_What this task involves_
Put everything from the line containing "light, outputting a bounding box per occurrence." down to the line containing "[0,1,390,260]" in the material below into a two-column CSV with the columns text and answer. Give one row per text, with the text and its answer each in a single quoted field and line breaks replaced by spaces.

_Dataset excerpts_

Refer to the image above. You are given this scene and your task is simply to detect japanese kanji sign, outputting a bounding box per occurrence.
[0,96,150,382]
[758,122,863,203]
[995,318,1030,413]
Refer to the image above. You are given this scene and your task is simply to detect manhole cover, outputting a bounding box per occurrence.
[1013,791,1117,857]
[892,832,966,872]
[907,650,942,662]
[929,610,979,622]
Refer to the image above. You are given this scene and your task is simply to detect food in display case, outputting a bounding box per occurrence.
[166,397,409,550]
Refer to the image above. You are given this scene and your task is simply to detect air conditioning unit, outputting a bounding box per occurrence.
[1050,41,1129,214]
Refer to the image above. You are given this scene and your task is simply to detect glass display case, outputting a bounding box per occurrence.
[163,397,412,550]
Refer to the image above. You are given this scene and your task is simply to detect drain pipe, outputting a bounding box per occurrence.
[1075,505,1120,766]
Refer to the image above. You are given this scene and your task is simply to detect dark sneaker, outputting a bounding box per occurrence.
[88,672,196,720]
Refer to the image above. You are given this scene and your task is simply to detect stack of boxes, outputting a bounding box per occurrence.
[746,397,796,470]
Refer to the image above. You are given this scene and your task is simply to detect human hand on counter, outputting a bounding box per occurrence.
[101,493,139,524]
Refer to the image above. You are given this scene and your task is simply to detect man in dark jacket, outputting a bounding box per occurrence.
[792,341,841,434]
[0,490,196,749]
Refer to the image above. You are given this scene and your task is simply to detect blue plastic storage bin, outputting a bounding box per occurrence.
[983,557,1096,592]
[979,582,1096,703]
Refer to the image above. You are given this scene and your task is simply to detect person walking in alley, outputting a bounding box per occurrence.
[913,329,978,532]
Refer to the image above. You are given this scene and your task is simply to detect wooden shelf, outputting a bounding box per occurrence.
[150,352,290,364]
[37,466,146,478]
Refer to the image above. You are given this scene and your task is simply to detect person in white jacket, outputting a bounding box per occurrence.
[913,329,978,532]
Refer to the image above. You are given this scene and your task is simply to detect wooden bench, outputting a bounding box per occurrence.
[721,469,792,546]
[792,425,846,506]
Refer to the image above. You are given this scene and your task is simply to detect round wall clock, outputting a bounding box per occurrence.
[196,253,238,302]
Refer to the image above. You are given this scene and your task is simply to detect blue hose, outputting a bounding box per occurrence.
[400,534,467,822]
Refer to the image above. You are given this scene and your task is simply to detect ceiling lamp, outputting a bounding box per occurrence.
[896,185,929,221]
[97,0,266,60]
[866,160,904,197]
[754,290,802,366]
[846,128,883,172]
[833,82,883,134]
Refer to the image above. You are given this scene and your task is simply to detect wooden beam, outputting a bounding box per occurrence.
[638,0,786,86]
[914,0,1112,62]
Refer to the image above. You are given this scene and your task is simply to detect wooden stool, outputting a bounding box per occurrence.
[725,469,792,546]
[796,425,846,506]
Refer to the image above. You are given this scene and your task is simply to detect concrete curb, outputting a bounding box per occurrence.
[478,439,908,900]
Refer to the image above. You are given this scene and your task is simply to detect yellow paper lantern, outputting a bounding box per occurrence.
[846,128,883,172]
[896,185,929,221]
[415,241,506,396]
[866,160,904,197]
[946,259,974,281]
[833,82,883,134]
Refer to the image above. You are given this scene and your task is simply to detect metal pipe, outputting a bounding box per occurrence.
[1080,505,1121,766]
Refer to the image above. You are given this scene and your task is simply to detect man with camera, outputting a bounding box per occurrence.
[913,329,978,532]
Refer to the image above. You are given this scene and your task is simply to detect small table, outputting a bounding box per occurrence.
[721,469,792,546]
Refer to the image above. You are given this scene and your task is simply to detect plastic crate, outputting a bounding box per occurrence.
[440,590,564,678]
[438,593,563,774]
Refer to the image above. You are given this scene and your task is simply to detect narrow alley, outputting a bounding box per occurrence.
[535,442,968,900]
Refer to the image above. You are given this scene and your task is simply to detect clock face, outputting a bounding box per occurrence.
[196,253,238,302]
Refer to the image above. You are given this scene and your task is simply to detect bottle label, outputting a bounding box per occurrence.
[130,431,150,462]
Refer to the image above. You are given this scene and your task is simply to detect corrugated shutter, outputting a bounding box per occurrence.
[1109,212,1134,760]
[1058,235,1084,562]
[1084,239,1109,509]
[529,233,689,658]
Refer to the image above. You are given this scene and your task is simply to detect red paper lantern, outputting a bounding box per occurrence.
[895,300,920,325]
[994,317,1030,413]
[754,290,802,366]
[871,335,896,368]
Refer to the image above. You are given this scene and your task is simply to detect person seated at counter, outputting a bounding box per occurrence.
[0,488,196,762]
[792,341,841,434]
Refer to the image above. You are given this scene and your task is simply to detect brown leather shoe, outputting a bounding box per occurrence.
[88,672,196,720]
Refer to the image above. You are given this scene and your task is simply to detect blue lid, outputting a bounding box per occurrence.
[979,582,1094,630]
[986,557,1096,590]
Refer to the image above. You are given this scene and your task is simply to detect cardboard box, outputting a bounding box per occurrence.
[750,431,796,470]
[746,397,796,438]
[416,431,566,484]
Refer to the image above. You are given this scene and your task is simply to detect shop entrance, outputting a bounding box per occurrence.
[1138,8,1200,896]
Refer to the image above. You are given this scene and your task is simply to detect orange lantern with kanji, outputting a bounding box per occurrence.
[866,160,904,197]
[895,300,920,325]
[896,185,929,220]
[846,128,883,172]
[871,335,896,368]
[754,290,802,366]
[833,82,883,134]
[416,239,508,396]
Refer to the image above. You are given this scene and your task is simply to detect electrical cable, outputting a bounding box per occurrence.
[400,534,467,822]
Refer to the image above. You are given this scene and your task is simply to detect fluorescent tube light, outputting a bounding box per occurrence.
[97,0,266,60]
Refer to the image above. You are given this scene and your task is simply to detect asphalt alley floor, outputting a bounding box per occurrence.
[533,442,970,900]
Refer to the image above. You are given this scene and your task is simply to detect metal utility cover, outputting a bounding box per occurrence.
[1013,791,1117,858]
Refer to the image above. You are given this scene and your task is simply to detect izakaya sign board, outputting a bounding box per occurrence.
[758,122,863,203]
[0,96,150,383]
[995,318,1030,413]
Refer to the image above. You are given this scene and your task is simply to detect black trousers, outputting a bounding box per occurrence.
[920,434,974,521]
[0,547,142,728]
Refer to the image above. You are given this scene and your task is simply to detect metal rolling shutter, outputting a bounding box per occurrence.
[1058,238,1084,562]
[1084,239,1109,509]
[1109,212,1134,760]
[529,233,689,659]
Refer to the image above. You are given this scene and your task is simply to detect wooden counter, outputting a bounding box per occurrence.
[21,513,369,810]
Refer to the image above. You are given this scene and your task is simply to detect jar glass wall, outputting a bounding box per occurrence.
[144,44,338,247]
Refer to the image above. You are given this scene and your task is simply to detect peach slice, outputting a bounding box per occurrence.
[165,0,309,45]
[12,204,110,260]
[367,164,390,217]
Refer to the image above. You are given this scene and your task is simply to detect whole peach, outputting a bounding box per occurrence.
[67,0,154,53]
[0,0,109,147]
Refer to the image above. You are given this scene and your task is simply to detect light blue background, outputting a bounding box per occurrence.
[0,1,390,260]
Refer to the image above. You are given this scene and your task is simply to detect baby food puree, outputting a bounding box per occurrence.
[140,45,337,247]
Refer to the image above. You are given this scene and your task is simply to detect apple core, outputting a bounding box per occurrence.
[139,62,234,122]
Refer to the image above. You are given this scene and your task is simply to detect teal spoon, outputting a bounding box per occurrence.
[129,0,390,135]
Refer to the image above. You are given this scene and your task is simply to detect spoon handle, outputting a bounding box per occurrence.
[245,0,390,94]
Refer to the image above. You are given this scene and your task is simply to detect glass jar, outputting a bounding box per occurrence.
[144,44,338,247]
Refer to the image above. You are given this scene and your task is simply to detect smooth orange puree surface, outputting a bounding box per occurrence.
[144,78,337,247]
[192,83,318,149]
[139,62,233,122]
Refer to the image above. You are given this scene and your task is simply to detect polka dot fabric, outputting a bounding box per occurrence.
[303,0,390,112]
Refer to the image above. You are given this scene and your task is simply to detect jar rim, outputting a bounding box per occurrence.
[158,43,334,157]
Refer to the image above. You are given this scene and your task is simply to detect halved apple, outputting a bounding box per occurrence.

_Reply_
text,answer
"Refer to the image above. You are given this scene and your task is simply to detect fluorescent tube light, outputting a bounding box per occurrence.","[97,0,266,60]"
"Refer to the image above. You are given this scene and your task is simply to detect asphalt alley floor, outputting a bounding box per occurrence.","[533,442,970,900]"
"Refer to the image above. You are given this scene and your task is simply to detect metal utility cover, outputting a bounding box per occurrence.","[1013,791,1117,858]"
"Refer to the image above. You are given this scene and your task is simply to detect izakaya sign board, outputting a bounding box per occurrence.","[758,122,863,203] [0,96,150,383] [995,318,1030,413]"
"Refer to the image above. You are given this scene and your task is simply to detect black trousers, outputting a bounding box per occurrence.","[920,434,974,521] [0,547,142,728]"
"Refer to the image above. You are given this scene and your task is simply to detect metal rolling shutter, outputting a bounding box per occurrence.","[1058,238,1084,562] [1084,239,1109,509] [1109,212,1134,760] [529,233,689,659]"
"Refer to the image above. You are given this scene and your task is simply to detect wooden counter, outputting a bounding box per occurrence.","[21,513,369,810]"
"Refer to the image above. You are given this scene and your task is simply to detect jar glass wall, outputting a bounding box per occurrence.","[144,44,338,247]"
"Refer to the image above. You are given this scene and your task is simply to detect peach slice, outputting a bounding box per occurrence.","[165,0,309,45] [12,204,110,260] [367,164,390,217]"
"Refer to the image above. You are given this scene and your task is simply to detect whole peach, outputting a bounding box per occurrence.","[67,0,154,53] [0,0,109,147]"
"Refer to the image above. You are given this scene and your task is simply to detect light blue background, outputting a bounding box per occurrence.","[0,1,390,260]"